### VORGEGEBENER TEXT
Durch den Aufbau einer Datenmedizin sollen die immer weniger werdenden Landarztpraxen entlastet werden. Aus zwölf einzelnen Projekten, die zunächst durch Studien vorbereitet werden, sollen im Nachgang Entwicklungsprojekte zu Themen entstehen wie etwa einer sensoralen Gesundheitsdatenerfassung, -transfer und -auswertung, dem Aufbau eines Helfernetzwerks, der Optimierung von Kommunikationswegen im Gesundheitssystem sowie einem Vitaldatenmonitoring zur Prophylaxe und einer telemedizinisch gestützten Patientenstromlenkung als Option zur weiteren Optimierung des ärztlichen Praxismanagements. Das Augenmerk der Digitalen Modellregion liegt auf einer Datenmedizin, die in erster Linie den Patienten dienen soll. Dazu gehört auch, dass sichergestellt sein muss, dass die durch den Patienten selbst erhobenen Daten auch von ihm selbst kontrolliert werden, andererseits aber datenschutzkompatible Verfahren zur Anwendung kommen, die einen Missbrauch durch unbefugte Dritte ausschließen.
Um dieses Ziel zu erreichen wird auch eine fehlerfreie und sichere Mobilfunkübertragung eine zentrale Rolle spielen. Für eine praxisnahe technische Umsetzung dieses Konzeptes sind das FoKoS und die LWF mit namenhaften Unternehmen im Gespräch, wie etwa dem IT-Dienstleister Materna Information & Communications SE, der German Edge Cloud GmbH und der RED Medical Systems GmbH. „Hier wird sehr viel Kompetenz durch Praxisnähe erzeugt“ lobte Pascal Auer, Mitglied der Jusos, das Konzept.

### QUELLDATEN
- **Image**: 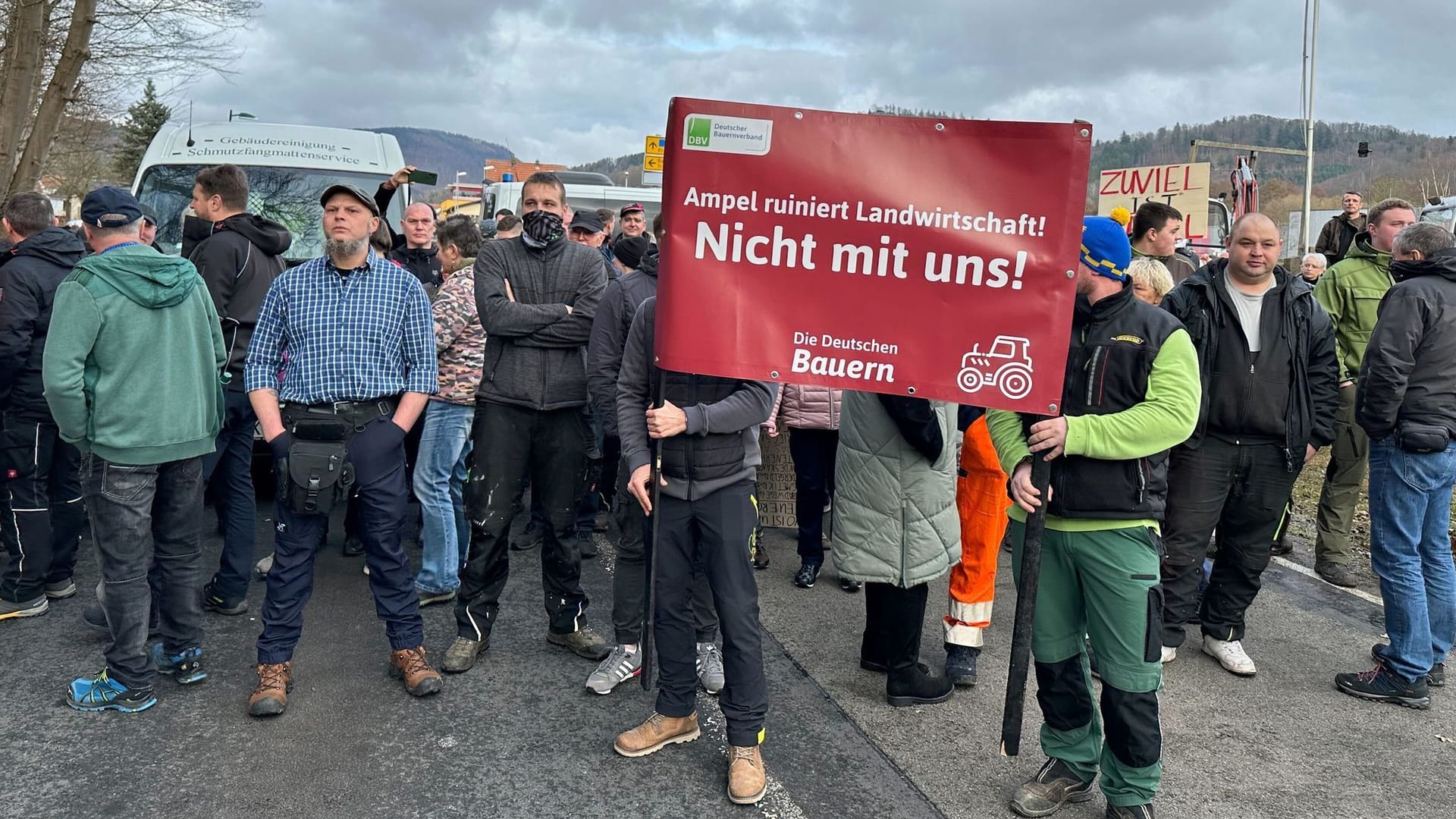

### ZU ERSTELLEN
Gib den vollständigen Text über die Datenmedizin in der Digitalen Modellregion Wort für Wort unverändert aus.

### ERGEBNIS DER ÜBUNG
Durch den Aufbau einer Datenmedizin sollen die immer weniger werdenden Landarztpraxen entlastet werden. Aus zwölf einzelnen Projekten, die zunächst durch Studien vorbereitet werden, sollen im Nachgang Entwicklungsprojekte zu Themen entstehen wie etwa einer sensoralen Gesundheitsdatenerfassung, -transfer und -auswertung, dem Aufbau eines Helfernetzwerks, der Optimierung von Kommunikationswegen im Gesundheitssystem sowie einem Vitaldatenmonitoring zur Prophylaxe und einer telemedizinisch gestützten Patientenstromlenkung als Option zur weiteren Optimierung des ärztlichen Praxismanagements. Das Augenmerk der Digitalen Modellregion liegt auf einer Datenmedizin, die in erster Linie den Patienten dienen soll. Dazu gehört auch, dass sichergestellt sein muss, dass die durch den Patienten selbst erhobenen Daten auch von ihm selbst kontrolliert werden, andererseits aber datenschutzkompatible Verfahren zur Anwendung kommen, die einen Missbrauch durch unbefugte Dritte ausschließen.
Um dieses Ziel zu erreichen wird auch eine fehlerfreie und sichere Mobilfunkübertragung eine zentrale Rolle spielen. Für eine praxisnahe technische Umsetzung dieses Konzeptes sind das FoKoS und die LWF mit namenhaften Unternehmen im Gespräch, wie etwa dem IT-Dienstleister Materna Information & Communications SE, der German Edge Cloud GmbH und der RED Medical Systems GmbH. „Hier wird sehr viel Kompetenz durch Praxisnähe erzeugt“ lobte Pascal Auer, Mitglied der Jusos, das Konzept.